Transcribe each record exactly; skip any picture.

- _Saved entries_:

◇ ◇ ◇ ◇ ◇

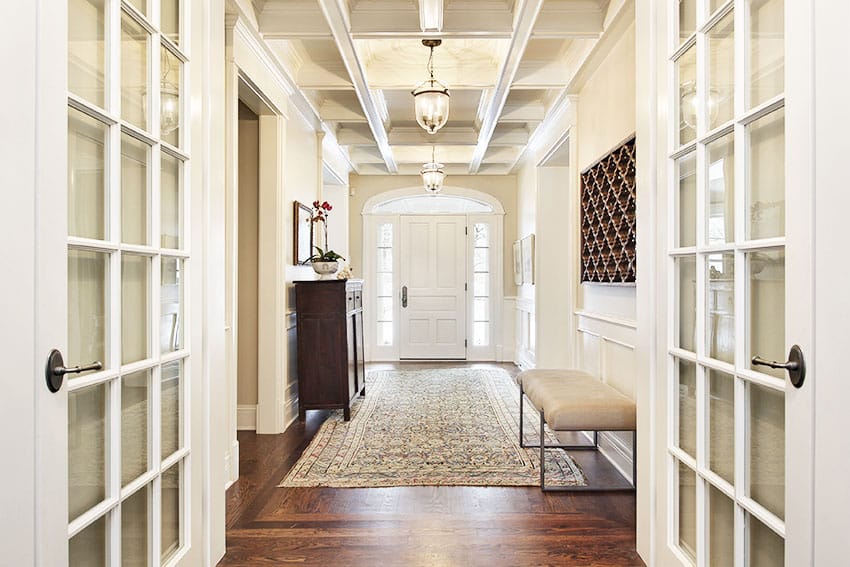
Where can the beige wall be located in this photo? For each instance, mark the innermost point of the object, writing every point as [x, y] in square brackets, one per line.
[249, 148]
[502, 187]
[606, 117]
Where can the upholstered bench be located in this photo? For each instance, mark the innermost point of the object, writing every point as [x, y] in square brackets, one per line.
[572, 400]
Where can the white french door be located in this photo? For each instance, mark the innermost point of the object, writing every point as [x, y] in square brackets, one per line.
[109, 288]
[433, 285]
[738, 436]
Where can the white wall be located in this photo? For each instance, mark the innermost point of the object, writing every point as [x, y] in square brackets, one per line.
[561, 322]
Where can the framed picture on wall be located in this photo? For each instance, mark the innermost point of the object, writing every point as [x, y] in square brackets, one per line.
[527, 245]
[517, 262]
[302, 233]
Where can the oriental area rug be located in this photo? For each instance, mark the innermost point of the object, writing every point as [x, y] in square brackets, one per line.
[436, 427]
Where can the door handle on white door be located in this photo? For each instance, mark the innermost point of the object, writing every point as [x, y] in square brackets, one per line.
[55, 370]
[796, 365]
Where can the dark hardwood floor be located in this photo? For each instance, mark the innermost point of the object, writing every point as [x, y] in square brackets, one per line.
[416, 526]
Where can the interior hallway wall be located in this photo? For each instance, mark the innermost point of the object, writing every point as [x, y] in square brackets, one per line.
[249, 148]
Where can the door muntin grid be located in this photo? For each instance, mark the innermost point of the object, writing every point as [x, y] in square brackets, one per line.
[726, 270]
[128, 270]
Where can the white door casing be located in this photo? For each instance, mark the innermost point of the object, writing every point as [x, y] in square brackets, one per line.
[433, 283]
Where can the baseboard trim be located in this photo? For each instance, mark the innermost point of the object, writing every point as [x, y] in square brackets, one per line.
[246, 417]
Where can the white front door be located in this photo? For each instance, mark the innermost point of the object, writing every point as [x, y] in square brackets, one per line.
[104, 257]
[433, 287]
[737, 483]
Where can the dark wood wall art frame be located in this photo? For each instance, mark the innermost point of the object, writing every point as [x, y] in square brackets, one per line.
[302, 237]
[608, 223]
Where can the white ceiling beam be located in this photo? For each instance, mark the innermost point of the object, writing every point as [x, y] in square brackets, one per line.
[336, 16]
[292, 19]
[431, 15]
[570, 19]
[526, 16]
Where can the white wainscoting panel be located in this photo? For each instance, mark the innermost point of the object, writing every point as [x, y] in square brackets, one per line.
[506, 347]
[606, 348]
[524, 337]
[246, 417]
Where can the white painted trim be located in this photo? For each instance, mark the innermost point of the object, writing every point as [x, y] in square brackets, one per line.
[246, 417]
[619, 321]
[452, 190]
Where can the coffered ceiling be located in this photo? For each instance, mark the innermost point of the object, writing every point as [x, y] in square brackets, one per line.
[507, 64]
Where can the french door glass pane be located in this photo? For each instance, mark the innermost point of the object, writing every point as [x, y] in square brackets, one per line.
[688, 511]
[481, 333]
[170, 97]
[687, 382]
[385, 260]
[135, 420]
[171, 199]
[687, 19]
[135, 89]
[686, 169]
[170, 526]
[481, 235]
[766, 272]
[385, 309]
[88, 307]
[87, 49]
[721, 190]
[767, 50]
[721, 529]
[481, 284]
[713, 5]
[86, 181]
[766, 455]
[385, 285]
[766, 549]
[766, 176]
[721, 69]
[385, 334]
[135, 519]
[89, 547]
[171, 298]
[480, 259]
[687, 72]
[171, 387]
[135, 307]
[170, 19]
[140, 5]
[720, 308]
[135, 199]
[686, 271]
[87, 449]
[480, 309]
[721, 424]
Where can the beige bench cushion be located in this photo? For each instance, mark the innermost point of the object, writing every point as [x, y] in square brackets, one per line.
[549, 372]
[576, 401]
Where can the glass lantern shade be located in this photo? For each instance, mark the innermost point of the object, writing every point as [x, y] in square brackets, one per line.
[169, 112]
[433, 176]
[431, 104]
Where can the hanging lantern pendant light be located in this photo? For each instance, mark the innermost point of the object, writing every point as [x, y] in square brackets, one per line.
[431, 98]
[433, 175]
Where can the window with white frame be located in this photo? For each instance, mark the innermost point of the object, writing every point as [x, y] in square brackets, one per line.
[481, 272]
[384, 284]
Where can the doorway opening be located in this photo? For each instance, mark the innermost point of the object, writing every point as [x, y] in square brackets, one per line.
[437, 266]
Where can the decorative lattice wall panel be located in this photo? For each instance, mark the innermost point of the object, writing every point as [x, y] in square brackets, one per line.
[608, 218]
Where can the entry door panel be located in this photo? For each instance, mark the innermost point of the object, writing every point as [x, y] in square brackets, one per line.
[433, 271]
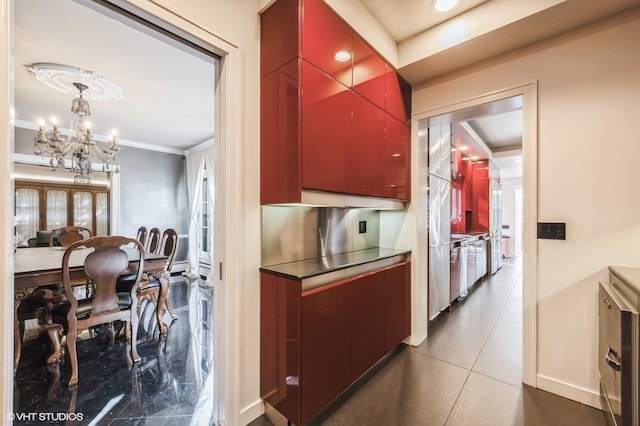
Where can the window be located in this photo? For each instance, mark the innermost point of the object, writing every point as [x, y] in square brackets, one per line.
[205, 223]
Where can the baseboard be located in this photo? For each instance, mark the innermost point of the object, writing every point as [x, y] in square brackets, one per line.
[574, 393]
[251, 412]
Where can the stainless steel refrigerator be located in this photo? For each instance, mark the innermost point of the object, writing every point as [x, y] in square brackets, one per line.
[439, 217]
[495, 221]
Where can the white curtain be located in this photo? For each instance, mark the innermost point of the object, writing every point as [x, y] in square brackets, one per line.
[27, 214]
[195, 167]
[210, 154]
[102, 214]
[56, 208]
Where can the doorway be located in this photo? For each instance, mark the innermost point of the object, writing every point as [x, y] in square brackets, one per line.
[465, 111]
[150, 163]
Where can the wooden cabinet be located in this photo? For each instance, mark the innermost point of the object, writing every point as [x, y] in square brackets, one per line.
[324, 121]
[315, 344]
[49, 205]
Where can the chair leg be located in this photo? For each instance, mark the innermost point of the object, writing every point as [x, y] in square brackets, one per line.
[54, 331]
[72, 336]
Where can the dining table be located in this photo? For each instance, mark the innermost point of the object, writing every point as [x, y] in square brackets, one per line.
[42, 266]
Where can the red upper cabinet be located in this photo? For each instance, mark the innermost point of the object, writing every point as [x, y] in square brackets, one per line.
[367, 148]
[326, 41]
[368, 72]
[326, 131]
[279, 35]
[279, 133]
[398, 96]
[397, 159]
[322, 119]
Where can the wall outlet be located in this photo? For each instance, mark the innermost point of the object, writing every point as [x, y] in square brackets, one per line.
[552, 231]
[362, 227]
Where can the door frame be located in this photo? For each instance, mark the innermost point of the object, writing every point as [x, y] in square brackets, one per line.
[229, 168]
[529, 93]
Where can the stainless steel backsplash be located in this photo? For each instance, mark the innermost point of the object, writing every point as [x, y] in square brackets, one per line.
[291, 233]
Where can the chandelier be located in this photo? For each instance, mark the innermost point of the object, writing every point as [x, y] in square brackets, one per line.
[79, 143]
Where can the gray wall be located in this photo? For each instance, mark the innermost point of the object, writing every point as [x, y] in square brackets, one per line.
[153, 191]
[153, 187]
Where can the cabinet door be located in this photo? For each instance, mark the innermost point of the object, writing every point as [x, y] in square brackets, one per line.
[278, 35]
[323, 35]
[367, 148]
[279, 136]
[398, 96]
[326, 345]
[368, 72]
[367, 307]
[397, 313]
[326, 131]
[397, 159]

◇ ◇ ◇ ◇ ◇

- _OUTPUT FOR THIS TASK_:
Where can the beige wall be located in this photo? For each instance, mark the innermost point of the object, writing every point as [x, y] in square brackets, one per line.
[249, 148]
[502, 187]
[606, 117]
Where can the upholstered bench be located in this photo? For each instance, mark the innermost point of the object, writing every point as [x, y] in square brackets, one per line.
[572, 400]
Where can the white french door be located in this photo? For each instance, mark the innermost point of the object, writing every point as [x, y] in square brackets, one per line.
[109, 288]
[433, 285]
[738, 436]
Where can the white wall be located in this photo? For each instance, mark the innermost point of the object, writing every point as [x, y] in square brackets, one per line.
[561, 322]
Where can the framed picture on wall be located in this photo? For each instance, mark the innermost point of the object, writing every point as [x, y] in square brackets, one per line.
[527, 245]
[517, 262]
[302, 233]
Where can the oriental area rug be located in this photo? For each instance, mark the innermost point of the object, writing every point as [x, y] in square brackets, one per line.
[436, 427]
Where can the door handle on white door be located in this photo? For each instance, mark the innermost point of the object, writing every point as [x, y] in square brackets, one per line.
[55, 370]
[796, 365]
Where can the dark hardwood floor be located in this photo? For each instance, mark the innermost point of the object, writing every point as [x, y] in square brackets, one per line.
[416, 526]
Where can the interior hallway wall be located in this photo? For each instance, mark the innermost point of the object, writing every point as [x, y] in square brackets, one per line.
[249, 148]
Where can the door muntin grid be located in this photo? For each instance, mark the innermost point of the object, writing every point as [x, y] in square brackets, one per line.
[726, 270]
[128, 270]
Where can the white door casing be located in this photo? For each instance, mark the innermost point of the object, writing every point as [x, y] in square brackets, one per line.
[433, 283]
Where can the baseboard trim be located in this photo? For each instance, mark the innermost point of the object, writing every point as [x, y] in square brackets, one per line.
[246, 417]
Where can the white front door be located in this photo? For each instance, mark the innermost point of the object, writing every point as [x, y] in square brackets, one per line.
[104, 257]
[433, 287]
[737, 483]
Where can the dark wood wall art frame be located in this photo? For each instance, mark the innermost point of the object, writing every point as [x, y] in square brackets, one per line.
[302, 237]
[608, 223]
Where can the white ceiling beam be located in this photo? For each instance, mark the innermost point of the object, writing every point as [x, y] in square brackets, one per line.
[336, 16]
[292, 19]
[431, 15]
[570, 19]
[526, 16]
Where can the white wainscoting panel be located in this photo? For each instance, mark the innermost point of the object, writing every point as [x, y] in square brackets, one per line.
[506, 347]
[606, 348]
[524, 337]
[246, 417]
Where can the white painted trim be located in this photo? For each instance, mark the innermost point of the object, writing every point as [x, y] in square brackets, one per line.
[246, 417]
[619, 321]
[452, 190]
Where can the coffered ceiling be located in this photo? For each instance, mark the innermost point of the object, writing every point as [x, y] in square brackets, one per line.
[507, 64]
Where can the french door glass pane be located in this photo? For each instance, mark the innermost point of the object, writing every point as [x, y] in square brackets, one per line.
[688, 511]
[481, 333]
[170, 97]
[687, 382]
[385, 260]
[135, 420]
[171, 199]
[687, 19]
[135, 89]
[686, 169]
[170, 526]
[481, 235]
[766, 272]
[385, 309]
[88, 307]
[87, 49]
[721, 190]
[767, 50]
[721, 529]
[481, 284]
[713, 5]
[86, 181]
[766, 455]
[385, 285]
[766, 549]
[766, 176]
[721, 69]
[385, 334]
[135, 519]
[89, 547]
[171, 298]
[480, 259]
[687, 72]
[171, 387]
[135, 307]
[170, 19]
[140, 5]
[720, 308]
[135, 199]
[686, 271]
[87, 449]
[480, 309]
[721, 424]
Where can the beige bench cushion be located in this photo? For each instance, mark the innermost point of the object, writing every point as [x, y] in square brackets, one per line.
[549, 372]
[576, 401]
Where can the glass lantern shade be located in this photo? For each instance, mark the innermost point of the object, writing every point as [x, y] in square brackets, one per line.
[169, 112]
[433, 176]
[431, 104]
Where can the hanging lantern pendant light be located in this photo? For each instance, mark the innermost point of the object, writing every point as [x, y] in square brackets, one per line.
[431, 98]
[433, 175]
Where can the window with white frame be located in this photo? For each instance, mark the innermost point of the object, writing every point as [x, y] in square brackets, one per line.
[481, 272]
[384, 284]
Where can the doorway opening be located in this photo? For each instance, mark the innermost point of the object, writing every point as [x, y] in square brackets, one per line.
[437, 266]
Where can the decorative lattice wall panel be located in this photo? For each instance, mark the innermost point of the object, writing every point as [x, y] in square brackets, one per line.
[608, 218]
Where can the entry door panel be located in this photo? For each instance, mark the innermost point of the object, writing every point as [x, y] in square brackets, one per line.
[433, 271]
Where can the window be located in this photo? For each instance, mark the innermost point of the object, writing every point as [x, y] in square brackets, one per line.
[205, 223]
Where can the baseboard be located in this photo? For each instance, mark the innermost point of the object, writing every point as [x, y] in square brackets, one per line.
[574, 393]
[251, 412]
Where can the stainless steel refrigerator be located in this photo? For each instance, mark the innermost point of the object, writing every point as [x, y] in square brackets, one per line.
[439, 217]
[495, 221]
Where can the white curtain be located in this photo? For each instance, mark the innermost point of the object, writing every point as [x, y] in square brackets, one per line.
[27, 214]
[195, 167]
[210, 154]
[102, 214]
[56, 208]
Where can the doorway be located in this photo? For each instance, mark the innermost point of the object, writing every point as [x, y] in square brackets, one per line.
[465, 111]
[150, 163]
Where can the wooden cabinet be located in this photo? For each instance, mark the innermost point of the object, writing every point as [x, y] in square brackets, one per line.
[324, 121]
[315, 344]
[49, 205]
Where can the chair leg be located in this photo? For each instance, mark the innermost point of the object, writing every point as [x, y] in square brackets, one per line.
[54, 331]
[72, 336]
Where can the dining table be located in this photo? For each instance, mark the innermost point of the object, writing every point as [x, y] in square brackets, one per line.
[42, 266]
Where can the red upper cabinet be located in this photo? For each instance, mark the innermost point of the object, writing every point as [x, y] in square brackets, one per line.
[367, 148]
[326, 41]
[368, 72]
[326, 131]
[279, 35]
[279, 133]
[398, 96]
[397, 159]
[322, 119]
Where can the wall outlet be located in this photo? For each instance, mark the innermost point of the object, writing every point as [x, y] in square brackets, one per line.
[552, 231]
[362, 227]
Where can the door frame be located in this photo? For each instance, mark the innermost point of the object, writing every point as [x, y] in square brackets, one per line.
[229, 168]
[529, 93]
Where can the stainless steel backsplash be located in this photo? For each instance, mark the innermost point of the object, writing every point as [x, y] in square brackets, one per line.
[291, 233]
Where can the chandelier be located in this photo? For each instance, mark the innermost point of the object, writing every point as [x, y] in square brackets, one per line.
[79, 143]
Where can the gray wall be located in this photo? For each instance, mark the innermost point of the object, writing every point as [x, y] in square brackets, one per line.
[153, 191]
[153, 187]
Where can the cabinet door be located in this photo? For each instance, mark the innermost point of the object, writing every point as [x, y] in square brackets, one per line.
[278, 35]
[323, 35]
[367, 148]
[279, 136]
[398, 96]
[326, 345]
[368, 72]
[367, 307]
[397, 313]
[326, 131]
[397, 159]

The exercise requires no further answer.